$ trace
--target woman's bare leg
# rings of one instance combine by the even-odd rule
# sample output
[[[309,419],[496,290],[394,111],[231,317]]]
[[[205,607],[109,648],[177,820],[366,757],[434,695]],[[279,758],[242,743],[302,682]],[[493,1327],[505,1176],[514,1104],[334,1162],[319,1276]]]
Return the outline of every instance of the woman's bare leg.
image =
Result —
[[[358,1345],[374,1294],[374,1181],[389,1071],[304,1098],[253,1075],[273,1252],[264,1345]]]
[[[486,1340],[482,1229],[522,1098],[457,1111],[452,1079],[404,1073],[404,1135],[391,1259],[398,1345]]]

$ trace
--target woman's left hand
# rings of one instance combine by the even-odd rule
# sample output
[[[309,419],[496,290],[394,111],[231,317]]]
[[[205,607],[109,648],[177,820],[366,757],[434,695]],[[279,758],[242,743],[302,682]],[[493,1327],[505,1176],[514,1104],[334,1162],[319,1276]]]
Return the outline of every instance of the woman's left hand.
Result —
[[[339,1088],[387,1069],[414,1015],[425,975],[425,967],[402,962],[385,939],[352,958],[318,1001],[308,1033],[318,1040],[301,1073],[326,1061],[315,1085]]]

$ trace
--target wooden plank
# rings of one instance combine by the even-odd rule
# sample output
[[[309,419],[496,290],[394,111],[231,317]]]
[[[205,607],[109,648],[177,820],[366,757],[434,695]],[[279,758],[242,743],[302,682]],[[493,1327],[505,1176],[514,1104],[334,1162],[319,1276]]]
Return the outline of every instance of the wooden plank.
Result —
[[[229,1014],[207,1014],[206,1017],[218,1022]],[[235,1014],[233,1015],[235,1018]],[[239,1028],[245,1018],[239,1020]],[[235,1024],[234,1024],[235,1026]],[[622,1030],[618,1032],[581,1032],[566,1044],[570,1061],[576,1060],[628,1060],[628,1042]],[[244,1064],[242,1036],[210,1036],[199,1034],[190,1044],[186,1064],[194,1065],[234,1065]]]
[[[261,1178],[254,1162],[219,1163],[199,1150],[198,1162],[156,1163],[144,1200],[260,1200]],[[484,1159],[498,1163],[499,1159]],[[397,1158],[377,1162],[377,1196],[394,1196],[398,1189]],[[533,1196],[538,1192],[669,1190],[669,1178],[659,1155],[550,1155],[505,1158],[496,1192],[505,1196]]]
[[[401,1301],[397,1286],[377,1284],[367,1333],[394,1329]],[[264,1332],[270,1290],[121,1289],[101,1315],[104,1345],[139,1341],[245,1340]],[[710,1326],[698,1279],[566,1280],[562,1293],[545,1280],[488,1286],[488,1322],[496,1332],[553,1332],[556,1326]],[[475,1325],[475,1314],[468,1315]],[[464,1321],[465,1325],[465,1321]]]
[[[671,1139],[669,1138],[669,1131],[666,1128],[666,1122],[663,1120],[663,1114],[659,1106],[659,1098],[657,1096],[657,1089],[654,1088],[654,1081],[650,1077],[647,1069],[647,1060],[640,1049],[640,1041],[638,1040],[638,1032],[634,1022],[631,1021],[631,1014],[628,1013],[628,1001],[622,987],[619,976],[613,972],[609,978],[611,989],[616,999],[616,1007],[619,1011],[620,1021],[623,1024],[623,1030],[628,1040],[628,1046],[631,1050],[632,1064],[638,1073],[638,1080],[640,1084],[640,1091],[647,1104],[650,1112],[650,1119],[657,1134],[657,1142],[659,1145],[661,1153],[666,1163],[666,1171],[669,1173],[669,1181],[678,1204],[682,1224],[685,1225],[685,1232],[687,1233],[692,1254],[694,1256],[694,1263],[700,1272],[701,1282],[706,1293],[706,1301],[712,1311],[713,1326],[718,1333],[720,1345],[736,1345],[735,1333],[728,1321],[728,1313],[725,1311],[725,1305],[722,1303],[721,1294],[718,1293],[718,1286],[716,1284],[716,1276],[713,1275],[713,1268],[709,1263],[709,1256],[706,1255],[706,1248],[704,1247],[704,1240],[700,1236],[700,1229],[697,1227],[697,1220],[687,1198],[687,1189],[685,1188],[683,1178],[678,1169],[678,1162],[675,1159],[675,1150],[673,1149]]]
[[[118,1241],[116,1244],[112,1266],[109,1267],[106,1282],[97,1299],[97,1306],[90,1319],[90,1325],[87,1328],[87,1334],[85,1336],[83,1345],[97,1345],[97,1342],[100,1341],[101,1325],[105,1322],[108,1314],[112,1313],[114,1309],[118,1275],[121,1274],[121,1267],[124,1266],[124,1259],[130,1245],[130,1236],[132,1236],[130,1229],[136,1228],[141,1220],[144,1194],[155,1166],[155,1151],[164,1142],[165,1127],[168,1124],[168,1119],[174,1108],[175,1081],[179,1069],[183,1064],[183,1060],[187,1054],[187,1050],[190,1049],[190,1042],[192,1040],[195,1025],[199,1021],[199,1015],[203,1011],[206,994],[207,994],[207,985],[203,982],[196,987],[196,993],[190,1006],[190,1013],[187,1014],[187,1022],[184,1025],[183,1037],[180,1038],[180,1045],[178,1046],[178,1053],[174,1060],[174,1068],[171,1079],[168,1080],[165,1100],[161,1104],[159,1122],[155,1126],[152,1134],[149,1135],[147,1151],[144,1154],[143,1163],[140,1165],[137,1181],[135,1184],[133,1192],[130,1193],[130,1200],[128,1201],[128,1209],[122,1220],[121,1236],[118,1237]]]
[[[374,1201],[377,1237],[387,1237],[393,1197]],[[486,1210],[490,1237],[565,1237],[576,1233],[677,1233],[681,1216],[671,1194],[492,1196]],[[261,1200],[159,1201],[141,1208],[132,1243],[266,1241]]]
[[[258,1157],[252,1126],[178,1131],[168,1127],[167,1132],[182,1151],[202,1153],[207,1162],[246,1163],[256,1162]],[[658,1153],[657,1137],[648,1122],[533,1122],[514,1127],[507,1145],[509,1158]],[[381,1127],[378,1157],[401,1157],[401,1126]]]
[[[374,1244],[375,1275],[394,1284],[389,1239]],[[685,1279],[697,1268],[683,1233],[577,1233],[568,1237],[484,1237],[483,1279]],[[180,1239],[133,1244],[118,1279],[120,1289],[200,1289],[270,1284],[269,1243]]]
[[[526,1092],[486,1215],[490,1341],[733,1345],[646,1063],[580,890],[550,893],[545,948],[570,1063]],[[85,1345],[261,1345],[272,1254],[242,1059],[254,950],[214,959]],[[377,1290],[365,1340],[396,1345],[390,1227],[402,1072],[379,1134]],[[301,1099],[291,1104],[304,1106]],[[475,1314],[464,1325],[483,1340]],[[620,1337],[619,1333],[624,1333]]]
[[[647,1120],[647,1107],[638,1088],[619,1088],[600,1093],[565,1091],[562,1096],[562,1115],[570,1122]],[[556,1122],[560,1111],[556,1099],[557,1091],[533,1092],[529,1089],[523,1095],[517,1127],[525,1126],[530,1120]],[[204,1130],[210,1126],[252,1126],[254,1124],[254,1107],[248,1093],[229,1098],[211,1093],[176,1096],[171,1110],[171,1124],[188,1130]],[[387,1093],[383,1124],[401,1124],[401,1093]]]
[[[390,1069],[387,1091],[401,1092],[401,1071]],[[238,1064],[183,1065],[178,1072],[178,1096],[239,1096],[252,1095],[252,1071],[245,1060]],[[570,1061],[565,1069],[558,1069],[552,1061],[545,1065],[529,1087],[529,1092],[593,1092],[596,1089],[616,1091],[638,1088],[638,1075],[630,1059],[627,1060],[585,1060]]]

§ **Request**:
Please pull out every line of the material above that contains the word "left", matching case exactly.

§ **Final answer**:
--target woman's left hand
Return the outline of every instance of the woman's left hand.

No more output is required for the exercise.